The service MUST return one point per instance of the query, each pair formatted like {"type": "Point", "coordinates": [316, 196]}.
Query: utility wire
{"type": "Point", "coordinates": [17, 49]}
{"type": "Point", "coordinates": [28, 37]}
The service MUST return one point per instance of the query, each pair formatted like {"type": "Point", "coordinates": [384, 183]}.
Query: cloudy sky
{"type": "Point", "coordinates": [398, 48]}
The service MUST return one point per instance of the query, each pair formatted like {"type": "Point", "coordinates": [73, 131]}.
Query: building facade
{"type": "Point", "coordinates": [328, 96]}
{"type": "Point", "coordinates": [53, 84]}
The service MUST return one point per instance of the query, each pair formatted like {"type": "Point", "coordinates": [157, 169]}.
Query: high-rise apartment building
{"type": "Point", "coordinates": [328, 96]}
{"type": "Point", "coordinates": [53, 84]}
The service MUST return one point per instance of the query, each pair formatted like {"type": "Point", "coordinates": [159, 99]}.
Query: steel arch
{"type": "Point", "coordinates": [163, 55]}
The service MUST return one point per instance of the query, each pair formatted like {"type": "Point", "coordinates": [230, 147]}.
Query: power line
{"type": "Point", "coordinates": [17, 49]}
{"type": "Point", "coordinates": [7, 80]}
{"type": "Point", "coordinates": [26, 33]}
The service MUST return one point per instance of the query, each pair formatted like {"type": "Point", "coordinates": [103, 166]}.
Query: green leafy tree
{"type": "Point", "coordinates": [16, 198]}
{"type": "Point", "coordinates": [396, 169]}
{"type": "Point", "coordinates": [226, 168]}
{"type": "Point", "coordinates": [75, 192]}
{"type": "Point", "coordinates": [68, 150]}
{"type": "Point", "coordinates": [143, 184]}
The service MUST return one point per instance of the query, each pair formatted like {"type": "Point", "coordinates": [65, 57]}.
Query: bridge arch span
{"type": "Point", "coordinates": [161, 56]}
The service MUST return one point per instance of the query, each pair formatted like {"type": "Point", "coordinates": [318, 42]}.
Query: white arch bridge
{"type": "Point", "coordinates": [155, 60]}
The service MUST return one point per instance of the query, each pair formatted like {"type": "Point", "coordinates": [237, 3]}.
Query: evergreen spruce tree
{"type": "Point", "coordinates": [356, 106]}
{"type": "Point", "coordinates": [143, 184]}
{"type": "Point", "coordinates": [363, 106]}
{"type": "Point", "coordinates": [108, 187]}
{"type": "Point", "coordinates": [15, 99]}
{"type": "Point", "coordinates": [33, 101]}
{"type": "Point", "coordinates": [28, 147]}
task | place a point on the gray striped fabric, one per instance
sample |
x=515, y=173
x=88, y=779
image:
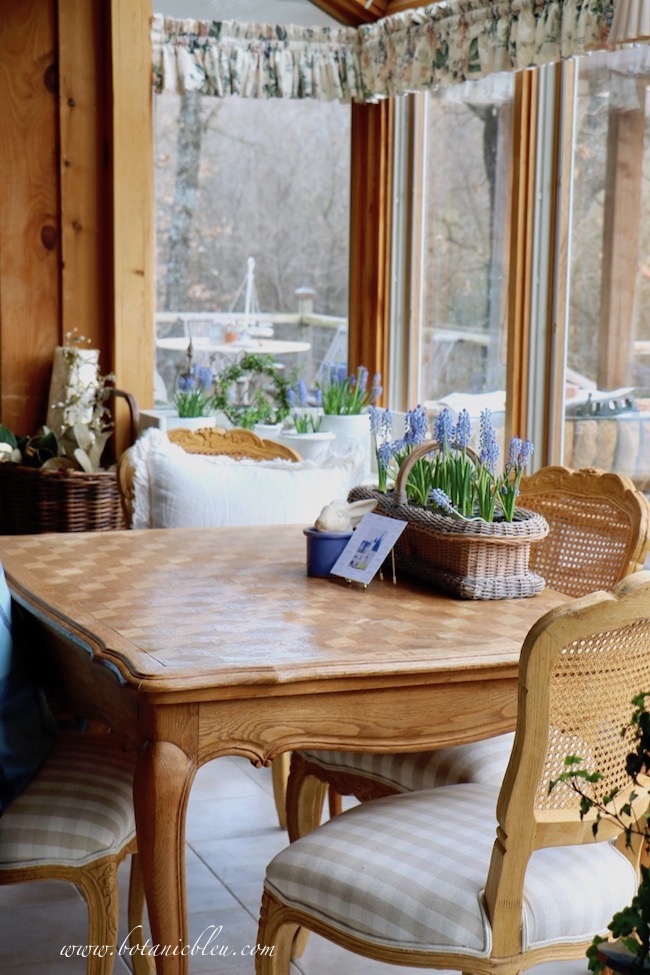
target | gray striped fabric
x=78, y=807
x=482, y=762
x=410, y=870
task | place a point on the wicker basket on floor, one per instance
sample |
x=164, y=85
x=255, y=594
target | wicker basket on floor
x=33, y=500
x=470, y=559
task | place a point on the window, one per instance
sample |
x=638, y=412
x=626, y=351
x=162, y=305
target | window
x=607, y=365
x=467, y=178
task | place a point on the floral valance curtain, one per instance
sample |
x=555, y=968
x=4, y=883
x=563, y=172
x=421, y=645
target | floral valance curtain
x=444, y=43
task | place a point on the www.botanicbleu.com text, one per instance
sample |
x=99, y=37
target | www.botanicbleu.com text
x=207, y=945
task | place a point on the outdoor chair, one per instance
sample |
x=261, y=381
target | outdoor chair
x=599, y=532
x=477, y=878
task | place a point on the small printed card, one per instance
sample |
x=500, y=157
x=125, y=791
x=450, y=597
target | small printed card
x=365, y=553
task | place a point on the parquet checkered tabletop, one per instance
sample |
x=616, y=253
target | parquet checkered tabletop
x=199, y=643
x=172, y=603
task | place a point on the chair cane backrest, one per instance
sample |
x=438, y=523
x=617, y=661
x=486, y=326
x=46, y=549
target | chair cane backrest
x=580, y=667
x=237, y=443
x=599, y=528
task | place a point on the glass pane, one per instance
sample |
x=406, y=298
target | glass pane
x=468, y=176
x=607, y=405
x=252, y=223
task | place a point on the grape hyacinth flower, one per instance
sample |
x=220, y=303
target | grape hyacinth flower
x=443, y=430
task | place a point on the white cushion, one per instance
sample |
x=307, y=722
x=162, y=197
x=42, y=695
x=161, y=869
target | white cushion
x=77, y=808
x=174, y=489
x=410, y=871
x=483, y=762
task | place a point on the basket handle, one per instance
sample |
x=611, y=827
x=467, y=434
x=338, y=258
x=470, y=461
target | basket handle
x=407, y=465
x=134, y=412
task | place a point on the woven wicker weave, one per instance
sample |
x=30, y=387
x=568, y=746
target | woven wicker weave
x=33, y=500
x=470, y=559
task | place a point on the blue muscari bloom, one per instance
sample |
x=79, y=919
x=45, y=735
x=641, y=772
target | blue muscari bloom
x=185, y=383
x=301, y=389
x=514, y=451
x=488, y=446
x=375, y=421
x=443, y=429
x=463, y=430
x=525, y=452
x=203, y=376
x=384, y=455
x=439, y=498
x=417, y=427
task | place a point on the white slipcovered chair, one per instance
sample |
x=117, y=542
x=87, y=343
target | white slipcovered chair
x=599, y=532
x=212, y=477
x=477, y=878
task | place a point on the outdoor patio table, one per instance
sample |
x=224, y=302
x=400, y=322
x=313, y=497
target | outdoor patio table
x=199, y=643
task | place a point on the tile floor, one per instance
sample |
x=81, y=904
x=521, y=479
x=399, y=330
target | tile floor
x=231, y=834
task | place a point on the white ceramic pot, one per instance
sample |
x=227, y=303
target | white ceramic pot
x=268, y=431
x=170, y=420
x=353, y=429
x=310, y=446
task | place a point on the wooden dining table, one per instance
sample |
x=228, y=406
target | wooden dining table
x=197, y=643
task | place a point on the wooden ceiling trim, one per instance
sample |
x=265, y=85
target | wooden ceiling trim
x=353, y=12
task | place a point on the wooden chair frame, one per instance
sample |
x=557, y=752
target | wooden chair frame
x=526, y=822
x=614, y=507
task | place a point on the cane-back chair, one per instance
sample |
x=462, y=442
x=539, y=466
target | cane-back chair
x=599, y=532
x=482, y=879
x=75, y=822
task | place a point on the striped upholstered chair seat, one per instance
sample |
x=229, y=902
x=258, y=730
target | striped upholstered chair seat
x=75, y=822
x=599, y=532
x=476, y=878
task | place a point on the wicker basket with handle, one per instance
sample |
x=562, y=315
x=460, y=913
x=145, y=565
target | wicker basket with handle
x=471, y=559
x=34, y=500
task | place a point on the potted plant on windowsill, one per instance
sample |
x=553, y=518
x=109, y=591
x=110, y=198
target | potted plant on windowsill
x=192, y=400
x=346, y=398
x=305, y=434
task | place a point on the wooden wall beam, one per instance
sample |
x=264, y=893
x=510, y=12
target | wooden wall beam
x=521, y=245
x=85, y=228
x=370, y=223
x=30, y=298
x=133, y=207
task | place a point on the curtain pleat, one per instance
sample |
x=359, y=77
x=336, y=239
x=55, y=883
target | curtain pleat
x=442, y=44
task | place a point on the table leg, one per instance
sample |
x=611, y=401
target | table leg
x=163, y=778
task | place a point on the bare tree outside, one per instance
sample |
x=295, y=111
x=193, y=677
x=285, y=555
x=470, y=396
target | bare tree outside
x=238, y=178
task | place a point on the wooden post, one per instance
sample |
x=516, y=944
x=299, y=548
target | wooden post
x=133, y=210
x=29, y=211
x=370, y=192
x=621, y=241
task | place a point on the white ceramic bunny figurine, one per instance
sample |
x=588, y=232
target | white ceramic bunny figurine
x=343, y=516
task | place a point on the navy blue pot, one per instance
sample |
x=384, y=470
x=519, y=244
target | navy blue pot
x=323, y=549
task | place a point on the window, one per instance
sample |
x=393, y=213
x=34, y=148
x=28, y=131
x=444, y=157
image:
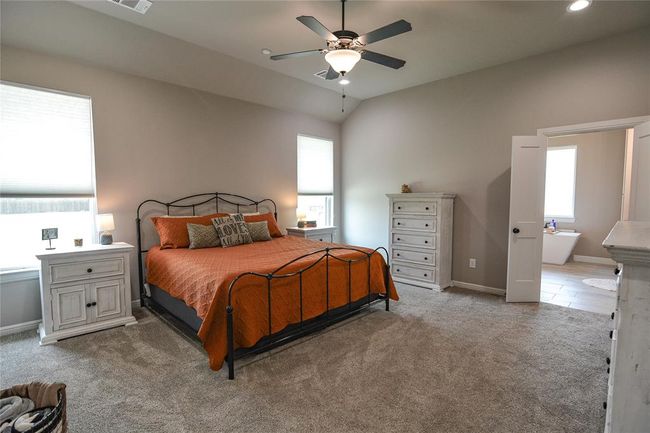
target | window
x=46, y=171
x=316, y=179
x=560, y=182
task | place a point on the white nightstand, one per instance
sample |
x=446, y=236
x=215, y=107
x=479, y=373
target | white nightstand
===
(Activity):
Copy out all lines above that include the string "each".

(Finished exercise):
The service MUST return one point per instance of the query, each pair formatted like {"type": "Point", "coordinates": [316, 196]}.
The service MUST return one point per instance of the query, each pair formatted like {"type": "Point", "coordinates": [384, 183]}.
The service MUST return one point per instance of the query, each pair formatted like {"type": "Point", "coordinates": [73, 131]}.
The service MUST return one point per instance of the query, each pair formatted like {"type": "Point", "coordinates": [157, 169]}.
The service MUST return one point per instance of the query, each pair formatted like {"type": "Point", "coordinates": [159, 99]}.
The service MUST return one point per instance of the query, each pair formatted like {"type": "Point", "coordinates": [230, 147]}.
The service MUST return one point per instance of the query, each pair formatted like {"type": "Point", "coordinates": [103, 166]}.
The service MUST return one point per instance of the query, each pair formatted like {"type": "Point", "coordinates": [65, 57]}.
The service MUST return one point per instance of the query, each pair formatted like {"type": "Point", "coordinates": [318, 42]}.
The service MUST return one point per instance of the query, each pair formatted like {"type": "Point", "coordinates": [237, 3]}.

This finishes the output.